◆ **Collected data**:
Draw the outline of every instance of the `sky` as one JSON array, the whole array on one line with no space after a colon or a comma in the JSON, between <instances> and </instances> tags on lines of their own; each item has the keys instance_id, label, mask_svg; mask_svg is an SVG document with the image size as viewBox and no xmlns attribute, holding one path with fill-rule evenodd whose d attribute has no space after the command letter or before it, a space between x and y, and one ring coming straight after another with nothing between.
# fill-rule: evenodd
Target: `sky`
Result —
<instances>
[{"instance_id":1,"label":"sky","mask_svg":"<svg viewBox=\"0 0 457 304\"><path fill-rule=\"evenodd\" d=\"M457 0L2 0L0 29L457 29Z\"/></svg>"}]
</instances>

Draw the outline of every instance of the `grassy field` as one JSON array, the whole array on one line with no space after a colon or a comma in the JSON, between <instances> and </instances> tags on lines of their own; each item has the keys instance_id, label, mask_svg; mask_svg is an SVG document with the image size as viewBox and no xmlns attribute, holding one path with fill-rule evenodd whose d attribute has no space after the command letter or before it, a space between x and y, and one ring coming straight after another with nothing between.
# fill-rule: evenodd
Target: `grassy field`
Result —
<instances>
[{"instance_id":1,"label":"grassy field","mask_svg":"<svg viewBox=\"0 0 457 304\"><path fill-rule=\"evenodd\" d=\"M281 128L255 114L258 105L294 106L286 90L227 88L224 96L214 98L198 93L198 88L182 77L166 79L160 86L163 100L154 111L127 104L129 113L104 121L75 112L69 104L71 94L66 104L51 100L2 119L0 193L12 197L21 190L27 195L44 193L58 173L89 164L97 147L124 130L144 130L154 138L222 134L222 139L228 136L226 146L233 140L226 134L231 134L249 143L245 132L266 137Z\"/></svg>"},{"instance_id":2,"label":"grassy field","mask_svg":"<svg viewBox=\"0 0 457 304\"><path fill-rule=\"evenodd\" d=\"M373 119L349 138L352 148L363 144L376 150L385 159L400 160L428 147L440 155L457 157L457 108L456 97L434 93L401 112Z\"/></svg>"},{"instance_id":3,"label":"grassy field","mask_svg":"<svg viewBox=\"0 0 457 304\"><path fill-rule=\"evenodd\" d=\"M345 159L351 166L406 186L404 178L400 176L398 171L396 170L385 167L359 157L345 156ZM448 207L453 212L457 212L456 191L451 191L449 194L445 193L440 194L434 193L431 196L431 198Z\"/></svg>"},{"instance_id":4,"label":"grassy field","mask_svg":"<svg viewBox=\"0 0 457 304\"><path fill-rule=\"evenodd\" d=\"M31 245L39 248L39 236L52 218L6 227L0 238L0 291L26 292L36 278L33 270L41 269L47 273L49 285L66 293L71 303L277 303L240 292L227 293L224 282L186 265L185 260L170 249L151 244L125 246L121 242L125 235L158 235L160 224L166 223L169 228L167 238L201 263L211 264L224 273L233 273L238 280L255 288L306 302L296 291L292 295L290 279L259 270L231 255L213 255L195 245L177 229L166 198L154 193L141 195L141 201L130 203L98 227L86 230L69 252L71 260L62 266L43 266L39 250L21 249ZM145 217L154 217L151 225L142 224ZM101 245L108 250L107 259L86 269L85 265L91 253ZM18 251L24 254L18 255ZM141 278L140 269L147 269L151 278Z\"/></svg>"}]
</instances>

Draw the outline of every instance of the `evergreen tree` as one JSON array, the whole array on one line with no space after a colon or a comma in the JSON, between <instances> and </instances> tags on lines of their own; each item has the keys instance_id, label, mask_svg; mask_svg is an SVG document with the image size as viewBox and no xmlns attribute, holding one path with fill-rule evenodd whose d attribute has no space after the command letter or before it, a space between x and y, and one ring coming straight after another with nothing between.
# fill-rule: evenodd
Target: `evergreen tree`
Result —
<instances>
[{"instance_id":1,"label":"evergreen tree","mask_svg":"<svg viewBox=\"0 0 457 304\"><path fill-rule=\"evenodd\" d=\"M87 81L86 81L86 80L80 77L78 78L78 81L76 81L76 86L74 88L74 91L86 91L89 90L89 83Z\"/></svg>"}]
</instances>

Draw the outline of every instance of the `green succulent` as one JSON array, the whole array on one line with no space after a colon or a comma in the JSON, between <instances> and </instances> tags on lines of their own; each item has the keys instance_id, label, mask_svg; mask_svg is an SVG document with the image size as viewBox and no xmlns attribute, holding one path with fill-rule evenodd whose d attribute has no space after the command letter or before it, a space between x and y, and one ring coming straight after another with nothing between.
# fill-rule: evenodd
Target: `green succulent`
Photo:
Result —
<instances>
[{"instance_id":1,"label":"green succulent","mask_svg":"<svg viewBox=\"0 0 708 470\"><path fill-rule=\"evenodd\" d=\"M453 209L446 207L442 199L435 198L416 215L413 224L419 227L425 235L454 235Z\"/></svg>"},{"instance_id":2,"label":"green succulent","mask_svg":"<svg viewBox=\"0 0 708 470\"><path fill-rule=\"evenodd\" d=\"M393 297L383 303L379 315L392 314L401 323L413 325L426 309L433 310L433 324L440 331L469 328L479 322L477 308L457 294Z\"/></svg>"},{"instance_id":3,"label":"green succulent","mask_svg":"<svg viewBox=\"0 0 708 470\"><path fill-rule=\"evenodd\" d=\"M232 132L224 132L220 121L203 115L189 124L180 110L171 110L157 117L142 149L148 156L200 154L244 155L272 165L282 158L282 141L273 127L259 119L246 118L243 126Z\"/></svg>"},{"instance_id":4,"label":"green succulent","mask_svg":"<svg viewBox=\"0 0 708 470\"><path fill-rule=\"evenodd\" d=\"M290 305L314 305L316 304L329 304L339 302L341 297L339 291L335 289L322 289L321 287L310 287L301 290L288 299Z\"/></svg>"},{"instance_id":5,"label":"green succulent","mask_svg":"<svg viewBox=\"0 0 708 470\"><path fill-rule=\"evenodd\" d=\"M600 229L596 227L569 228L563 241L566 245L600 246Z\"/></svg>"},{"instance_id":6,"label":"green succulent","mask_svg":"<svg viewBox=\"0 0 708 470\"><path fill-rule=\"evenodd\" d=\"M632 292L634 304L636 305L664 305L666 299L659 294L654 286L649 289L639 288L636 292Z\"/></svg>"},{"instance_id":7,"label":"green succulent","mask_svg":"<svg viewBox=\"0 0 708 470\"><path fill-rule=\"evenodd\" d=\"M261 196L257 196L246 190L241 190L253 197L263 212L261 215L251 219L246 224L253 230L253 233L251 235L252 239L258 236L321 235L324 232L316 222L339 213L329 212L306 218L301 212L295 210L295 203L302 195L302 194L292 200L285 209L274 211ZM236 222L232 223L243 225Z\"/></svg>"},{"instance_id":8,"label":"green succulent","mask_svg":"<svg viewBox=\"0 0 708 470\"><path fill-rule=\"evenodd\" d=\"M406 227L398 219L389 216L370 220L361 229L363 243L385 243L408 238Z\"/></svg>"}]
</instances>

◆ **WORK TO DO**:
The records above must be repeated exactly, every one of them.

◆ **OUTPUT OF THE TASK**:
Draw the outline of every instance of the `sky` as one JSON array, the whole array on one line with no space after a colon or a comma in the JSON, between <instances> and </instances> tags on lines of their own; each item has the keys instance_id, label, mask_svg; mask_svg is an SVG document with the image size as viewBox and no xmlns attribute, holding one path with fill-rule evenodd whose d attribute has no space after the command letter or before it, a space between x and y, and one ring coming straight after another with nothing between.
# fill-rule: evenodd
Target: `sky`
Result —
<instances>
[{"instance_id":1,"label":"sky","mask_svg":"<svg viewBox=\"0 0 457 304\"><path fill-rule=\"evenodd\" d=\"M457 0L2 0L0 29L457 29Z\"/></svg>"}]
</instances>

Draw the outline of every instance of the `grassy field` as one JSON array, the whole array on one line with no space after a colon or a comma in the JSON, between <instances> and </instances> tags on lines of their own; each item has the keys instance_id, label, mask_svg; mask_svg is an SVG document with the image size as viewBox and no xmlns attribute, holding one path with fill-rule evenodd whose d attribute has no space after the command letter or before it, a space between x and y, and one ring coming straight after another with nothing between.
# fill-rule: evenodd
Target: `grassy field`
Result —
<instances>
[{"instance_id":1,"label":"grassy field","mask_svg":"<svg viewBox=\"0 0 457 304\"><path fill-rule=\"evenodd\" d=\"M281 128L255 114L258 105L294 106L286 90L227 88L224 96L214 98L198 93L198 88L182 77L166 79L160 86L163 100L154 111L127 104L129 113L104 121L75 112L69 104L71 94L66 104L51 100L2 119L0 193L12 197L21 190L27 195L44 193L58 173L89 164L97 147L124 130L144 130L154 138L222 134L222 139L228 136L226 146L233 140L226 134L231 134L249 143L245 132L266 137Z\"/></svg>"},{"instance_id":2,"label":"grassy field","mask_svg":"<svg viewBox=\"0 0 457 304\"><path fill-rule=\"evenodd\" d=\"M373 119L349 138L352 148L363 144L376 150L385 159L400 160L428 147L440 155L457 157L457 108L456 97L434 93L401 112Z\"/></svg>"},{"instance_id":3,"label":"grassy field","mask_svg":"<svg viewBox=\"0 0 457 304\"><path fill-rule=\"evenodd\" d=\"M345 159L351 166L406 186L404 178L400 176L398 171L396 170L385 167L359 157L345 156ZM448 207L453 212L457 212L456 191L451 191L449 194L445 193L440 194L434 193L431 196L431 198Z\"/></svg>"},{"instance_id":4,"label":"grassy field","mask_svg":"<svg viewBox=\"0 0 457 304\"><path fill-rule=\"evenodd\" d=\"M31 245L39 248L39 236L52 218L6 227L0 238L0 291L26 292L36 278L33 270L41 269L47 273L49 285L66 293L71 303L277 303L240 292L227 293L224 282L186 265L185 260L170 249L151 244L125 246L121 242L125 235L158 235L160 224L166 223L169 228L167 238L201 263L211 264L224 273L233 273L238 280L255 288L306 302L296 291L292 295L290 279L259 270L231 255L213 255L195 245L177 229L166 198L154 193L141 195L141 201L130 203L98 227L86 230L69 252L71 260L62 266L43 266L39 250L21 249ZM145 217L154 217L151 225L142 224ZM101 245L108 250L107 259L86 269L85 265L91 253ZM18 251L24 254L18 255ZM141 278L140 269L147 269L151 278Z\"/></svg>"}]
</instances>

Draw the outline of every instance of the `evergreen tree` as one JSON array, the whole array on one line with no space after a colon or a comma in the JSON, between <instances> and </instances> tags on lines of their own; each item has the keys instance_id, label, mask_svg; mask_svg is an SVG document with the image size as viewBox and no xmlns attribute, holding one path with fill-rule evenodd whose d attribute has no space after the command letter or before it, a space between x and y, and one ring coming straight after another with nothing between.
# fill-rule: evenodd
Target: `evergreen tree`
Result —
<instances>
[{"instance_id":1,"label":"evergreen tree","mask_svg":"<svg viewBox=\"0 0 457 304\"><path fill-rule=\"evenodd\" d=\"M87 81L86 81L86 80L80 77L78 78L78 81L76 81L76 86L74 88L74 91L86 91L89 90L89 83Z\"/></svg>"}]
</instances>

Draw the outline of every instance of the `green succulent` as one JSON array, the whole array on one line with no space after a colon or a comma in the JSON, between <instances> and </instances> tags on lines of their own; each item has the keys instance_id, label, mask_svg; mask_svg is an SVG document with the image size as viewBox and no xmlns attribute, holding one path with fill-rule evenodd whose d attribute has no space after the command letter or before it, a space between x and y, and one ring coming straight after another with nothing between.
# fill-rule: evenodd
Target: `green succulent`
Photo:
Result —
<instances>
[{"instance_id":1,"label":"green succulent","mask_svg":"<svg viewBox=\"0 0 708 470\"><path fill-rule=\"evenodd\" d=\"M453 209L446 207L442 199L435 198L416 215L413 224L419 227L425 235L454 235Z\"/></svg>"},{"instance_id":2,"label":"green succulent","mask_svg":"<svg viewBox=\"0 0 708 470\"><path fill-rule=\"evenodd\" d=\"M393 297L383 303L379 315L392 314L401 323L413 325L426 309L433 310L433 324L440 331L469 328L479 322L477 308L457 294Z\"/></svg>"},{"instance_id":3,"label":"green succulent","mask_svg":"<svg viewBox=\"0 0 708 470\"><path fill-rule=\"evenodd\" d=\"M232 132L224 132L220 121L203 115L189 124L180 110L171 110L157 117L142 149L148 156L200 154L244 155L272 165L282 158L282 141L273 127L259 119L246 118L243 126Z\"/></svg>"},{"instance_id":4,"label":"green succulent","mask_svg":"<svg viewBox=\"0 0 708 470\"><path fill-rule=\"evenodd\" d=\"M290 305L314 305L316 304L329 304L339 302L341 297L339 291L335 289L322 289L321 287L310 287L301 290L288 299Z\"/></svg>"},{"instance_id":5,"label":"green succulent","mask_svg":"<svg viewBox=\"0 0 708 470\"><path fill-rule=\"evenodd\" d=\"M600 229L596 227L569 228L563 241L566 245L600 246Z\"/></svg>"},{"instance_id":6,"label":"green succulent","mask_svg":"<svg viewBox=\"0 0 708 470\"><path fill-rule=\"evenodd\" d=\"M632 292L634 304L636 305L664 305L666 299L659 294L654 286L649 289L639 288L636 292Z\"/></svg>"},{"instance_id":7,"label":"green succulent","mask_svg":"<svg viewBox=\"0 0 708 470\"><path fill-rule=\"evenodd\" d=\"M261 196L257 196L246 190L241 190L253 197L263 212L261 215L251 219L246 224L253 230L253 233L251 235L252 239L258 236L321 235L324 232L316 222L339 213L329 212L306 218L301 212L295 210L295 203L302 195L302 194L292 200L285 209L274 211ZM236 222L232 223L243 225Z\"/></svg>"},{"instance_id":8,"label":"green succulent","mask_svg":"<svg viewBox=\"0 0 708 470\"><path fill-rule=\"evenodd\" d=\"M406 227L398 219L389 216L370 220L361 229L363 243L385 243L408 238Z\"/></svg>"}]
</instances>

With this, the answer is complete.